[Required task]:
Can you quote exactly the stretch of lines from the one with "Every instance of the player in" through the final line of the material, both ends included?

[Extracted records]:
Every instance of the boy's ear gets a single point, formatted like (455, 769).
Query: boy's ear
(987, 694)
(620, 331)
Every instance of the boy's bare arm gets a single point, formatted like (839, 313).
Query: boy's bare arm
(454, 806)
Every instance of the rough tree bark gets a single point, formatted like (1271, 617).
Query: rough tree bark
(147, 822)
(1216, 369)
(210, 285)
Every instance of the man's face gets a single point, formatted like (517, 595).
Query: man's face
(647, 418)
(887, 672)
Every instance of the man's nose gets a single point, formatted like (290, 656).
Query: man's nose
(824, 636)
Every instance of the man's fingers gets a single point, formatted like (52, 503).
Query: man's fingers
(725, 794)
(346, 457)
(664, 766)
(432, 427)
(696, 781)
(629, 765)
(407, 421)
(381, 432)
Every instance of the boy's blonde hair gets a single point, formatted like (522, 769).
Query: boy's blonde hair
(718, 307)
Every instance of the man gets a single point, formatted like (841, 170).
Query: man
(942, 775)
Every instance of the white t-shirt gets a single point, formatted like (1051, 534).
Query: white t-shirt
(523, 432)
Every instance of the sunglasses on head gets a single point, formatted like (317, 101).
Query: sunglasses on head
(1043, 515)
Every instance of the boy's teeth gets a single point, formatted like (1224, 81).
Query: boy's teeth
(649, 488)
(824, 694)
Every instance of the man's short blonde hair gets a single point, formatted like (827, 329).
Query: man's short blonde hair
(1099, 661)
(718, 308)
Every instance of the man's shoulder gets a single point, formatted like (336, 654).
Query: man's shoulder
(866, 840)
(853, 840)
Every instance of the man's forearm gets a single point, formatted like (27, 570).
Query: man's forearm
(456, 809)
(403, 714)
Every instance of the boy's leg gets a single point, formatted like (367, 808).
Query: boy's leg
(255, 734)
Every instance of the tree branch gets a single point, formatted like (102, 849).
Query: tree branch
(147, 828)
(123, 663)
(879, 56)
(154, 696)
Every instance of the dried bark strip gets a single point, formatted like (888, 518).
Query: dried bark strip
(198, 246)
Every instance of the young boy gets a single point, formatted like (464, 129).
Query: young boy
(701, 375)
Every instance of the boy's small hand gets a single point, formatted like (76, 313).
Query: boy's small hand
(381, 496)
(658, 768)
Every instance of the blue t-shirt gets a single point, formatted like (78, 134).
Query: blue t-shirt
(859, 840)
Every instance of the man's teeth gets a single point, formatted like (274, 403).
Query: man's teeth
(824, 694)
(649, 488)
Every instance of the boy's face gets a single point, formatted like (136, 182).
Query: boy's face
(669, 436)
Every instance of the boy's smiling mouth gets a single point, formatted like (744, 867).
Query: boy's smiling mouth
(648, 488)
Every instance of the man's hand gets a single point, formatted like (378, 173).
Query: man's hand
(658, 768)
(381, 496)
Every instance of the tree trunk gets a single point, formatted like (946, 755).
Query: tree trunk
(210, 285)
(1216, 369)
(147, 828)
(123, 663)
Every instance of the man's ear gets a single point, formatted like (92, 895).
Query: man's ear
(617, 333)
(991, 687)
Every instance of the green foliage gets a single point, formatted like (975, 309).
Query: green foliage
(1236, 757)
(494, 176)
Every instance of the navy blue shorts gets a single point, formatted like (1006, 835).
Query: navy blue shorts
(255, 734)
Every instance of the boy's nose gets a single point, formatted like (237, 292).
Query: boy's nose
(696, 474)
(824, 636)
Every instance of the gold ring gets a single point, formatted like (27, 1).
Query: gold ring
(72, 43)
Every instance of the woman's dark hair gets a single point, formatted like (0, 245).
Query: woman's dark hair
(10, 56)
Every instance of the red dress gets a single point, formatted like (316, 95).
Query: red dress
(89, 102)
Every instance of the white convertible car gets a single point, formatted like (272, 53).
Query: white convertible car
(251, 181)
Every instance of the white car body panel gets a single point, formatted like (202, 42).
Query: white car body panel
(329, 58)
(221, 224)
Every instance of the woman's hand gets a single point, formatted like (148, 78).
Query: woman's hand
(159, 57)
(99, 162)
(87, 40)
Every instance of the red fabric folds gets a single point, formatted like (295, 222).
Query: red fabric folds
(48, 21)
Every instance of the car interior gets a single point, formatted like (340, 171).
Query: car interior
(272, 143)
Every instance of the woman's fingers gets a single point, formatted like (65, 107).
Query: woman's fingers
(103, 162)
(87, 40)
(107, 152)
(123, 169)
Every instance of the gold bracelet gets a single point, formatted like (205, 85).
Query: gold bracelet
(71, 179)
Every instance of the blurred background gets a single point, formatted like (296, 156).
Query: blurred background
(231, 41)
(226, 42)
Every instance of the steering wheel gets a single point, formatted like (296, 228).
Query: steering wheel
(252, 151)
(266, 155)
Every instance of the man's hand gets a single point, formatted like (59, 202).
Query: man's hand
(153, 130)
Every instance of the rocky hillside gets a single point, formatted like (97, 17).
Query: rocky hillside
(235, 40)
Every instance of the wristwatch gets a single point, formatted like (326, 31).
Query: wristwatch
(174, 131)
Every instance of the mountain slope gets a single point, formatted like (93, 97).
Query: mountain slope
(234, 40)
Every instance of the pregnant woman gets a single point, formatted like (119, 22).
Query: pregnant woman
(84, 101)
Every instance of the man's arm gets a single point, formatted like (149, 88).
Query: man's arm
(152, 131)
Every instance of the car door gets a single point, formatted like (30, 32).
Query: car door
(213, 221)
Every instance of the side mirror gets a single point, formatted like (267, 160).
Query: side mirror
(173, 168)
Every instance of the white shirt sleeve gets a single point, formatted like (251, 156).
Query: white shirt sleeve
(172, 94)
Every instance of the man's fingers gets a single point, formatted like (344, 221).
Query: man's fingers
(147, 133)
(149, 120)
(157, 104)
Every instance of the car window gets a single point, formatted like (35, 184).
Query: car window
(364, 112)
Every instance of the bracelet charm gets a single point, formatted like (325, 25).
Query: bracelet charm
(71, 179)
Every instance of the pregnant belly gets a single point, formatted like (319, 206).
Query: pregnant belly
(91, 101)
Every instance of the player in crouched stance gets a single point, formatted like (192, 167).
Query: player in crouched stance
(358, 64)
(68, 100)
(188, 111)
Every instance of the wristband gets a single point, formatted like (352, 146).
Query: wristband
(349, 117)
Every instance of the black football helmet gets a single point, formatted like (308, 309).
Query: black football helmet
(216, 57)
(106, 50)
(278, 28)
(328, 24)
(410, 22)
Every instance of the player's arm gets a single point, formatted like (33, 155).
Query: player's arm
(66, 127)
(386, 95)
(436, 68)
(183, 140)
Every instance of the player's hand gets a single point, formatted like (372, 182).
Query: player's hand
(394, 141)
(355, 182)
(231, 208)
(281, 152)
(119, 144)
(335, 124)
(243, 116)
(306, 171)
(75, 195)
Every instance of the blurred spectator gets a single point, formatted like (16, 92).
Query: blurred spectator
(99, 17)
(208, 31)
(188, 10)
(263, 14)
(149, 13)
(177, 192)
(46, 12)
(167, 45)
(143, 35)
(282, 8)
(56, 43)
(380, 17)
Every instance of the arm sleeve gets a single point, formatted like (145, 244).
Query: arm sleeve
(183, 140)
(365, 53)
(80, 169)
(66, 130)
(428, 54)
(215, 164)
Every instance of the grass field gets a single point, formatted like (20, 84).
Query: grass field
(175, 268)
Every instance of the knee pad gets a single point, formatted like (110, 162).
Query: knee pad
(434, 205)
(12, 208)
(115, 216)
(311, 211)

[Answer to this exercise]:
Every instance of the player in crouched stance gets a single point, formatted like (192, 167).
Query: player in crouched stance
(358, 64)
(68, 100)
(188, 111)
Every instance of the wristband gets a single point, formatted like (352, 146).
Query: wristband
(349, 117)
Every instance of the black football helmet gets a single point, formatted like (308, 309).
Query: black football helmet
(216, 57)
(106, 50)
(278, 28)
(328, 24)
(410, 22)
Every instance of the player's arm gets a single point, formatted like (33, 155).
Query: player's arm
(66, 127)
(386, 95)
(436, 68)
(183, 140)
Every instance of the player's hand gets a single point, formatted like (372, 182).
Query: player's hand
(394, 141)
(355, 182)
(231, 208)
(281, 152)
(119, 144)
(335, 124)
(243, 116)
(306, 171)
(75, 195)
Every instance of the blurred spectator gets a single point, formatted like (16, 92).
Query: blurred spectator
(99, 17)
(208, 31)
(188, 10)
(263, 14)
(149, 13)
(177, 192)
(46, 12)
(167, 45)
(143, 35)
(282, 8)
(56, 43)
(380, 17)
Every instance of the arm sleeve gets a single point, formatted like (145, 244).
Query: arm sleeve
(183, 140)
(365, 53)
(80, 169)
(66, 130)
(428, 54)
(215, 164)
Every instance of the grass field gets a single point, formatted like (20, 84).
Query: grass field
(175, 268)
Every instance of the knee pad gets a single point, formatted like (110, 162).
Query: knee pad
(434, 205)
(12, 208)
(115, 216)
(311, 211)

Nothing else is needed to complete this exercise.